PROBLEM =>
Please output all of the entries exactly and omit any images they hold.

DATA EXCERPTS =>
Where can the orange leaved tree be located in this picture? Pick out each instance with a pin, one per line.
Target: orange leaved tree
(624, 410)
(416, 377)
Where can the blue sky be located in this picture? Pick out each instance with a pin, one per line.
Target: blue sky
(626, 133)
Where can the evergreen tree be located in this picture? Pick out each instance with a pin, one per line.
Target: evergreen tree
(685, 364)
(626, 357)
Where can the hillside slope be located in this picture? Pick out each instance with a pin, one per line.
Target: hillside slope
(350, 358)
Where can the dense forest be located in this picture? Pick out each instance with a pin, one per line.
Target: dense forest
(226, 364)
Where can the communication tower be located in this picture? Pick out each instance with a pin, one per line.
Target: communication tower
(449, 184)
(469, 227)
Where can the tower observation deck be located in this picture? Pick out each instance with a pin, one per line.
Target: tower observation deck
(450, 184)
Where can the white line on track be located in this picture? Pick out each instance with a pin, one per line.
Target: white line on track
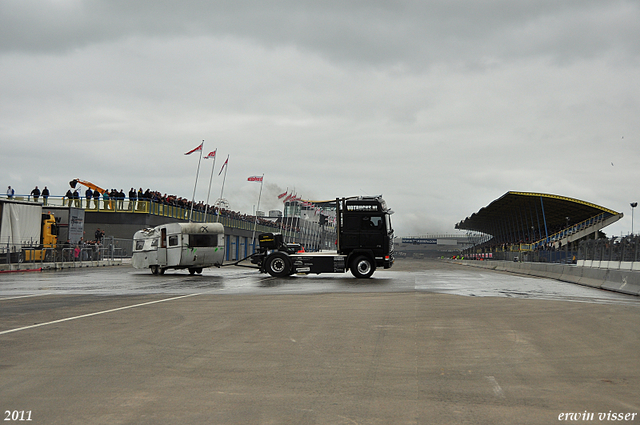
(25, 296)
(497, 390)
(96, 313)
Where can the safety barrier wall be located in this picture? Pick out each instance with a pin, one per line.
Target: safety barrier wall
(618, 280)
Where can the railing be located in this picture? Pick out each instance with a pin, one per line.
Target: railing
(137, 206)
(614, 249)
(38, 256)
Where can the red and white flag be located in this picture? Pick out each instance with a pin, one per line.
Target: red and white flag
(199, 148)
(223, 165)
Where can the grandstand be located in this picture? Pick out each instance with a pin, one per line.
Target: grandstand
(528, 221)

SOLUTION TO THIS EXERCISE =>
Where can the orange leaved tree be located in this picture? Pick out each instance with a pin, one per line.
Target: orange leaved tree
(624, 410)
(416, 377)
Where can the blue sky be located in this picture? Pick out each instance with a pin, one per line.
Target: blue sky
(626, 133)
Where can the evergreen tree be located in this picture? Pick out each instance with a pin, one per line.
Target: evergreen tree
(685, 364)
(626, 357)
Where can the hillside slope be located in this picture? Pick out each instance with a pin, one per line.
Target: hillside slope
(350, 358)
Where can the dense forest be located in this picture? Pick out each instance with a pin, one per line.
Target: dense forest
(226, 364)
Where can the communication tower be located in this picture? Pick out each instance with a pin, one per line.
Target: communication tower
(449, 184)
(469, 227)
Where can the tower observation deck be located in this picture? Pick out each instance with a pin, one per line.
Target: tower observation deck
(450, 184)
Where can the white line on track be located in this picture? Pick out each instance with a pin, one per line.
Target: white line on track
(25, 296)
(497, 390)
(96, 313)
Where can the safety barrier wall be located in this picture? Pick out each instance with a pin, one per line.
Target: safety barrier wall
(618, 280)
Where can the railing be located in this picture? Pick out each instance with a pin, one per line.
Target: railing
(137, 206)
(614, 249)
(38, 256)
Where can the red and white flag be located in this picture? Pick out each instance with a pin, one per line.
Target: red and white flag
(199, 148)
(223, 165)
Where can the grandstand be located in this picture? Pick out each instance with a pin, one per line.
Target: grandstand
(528, 221)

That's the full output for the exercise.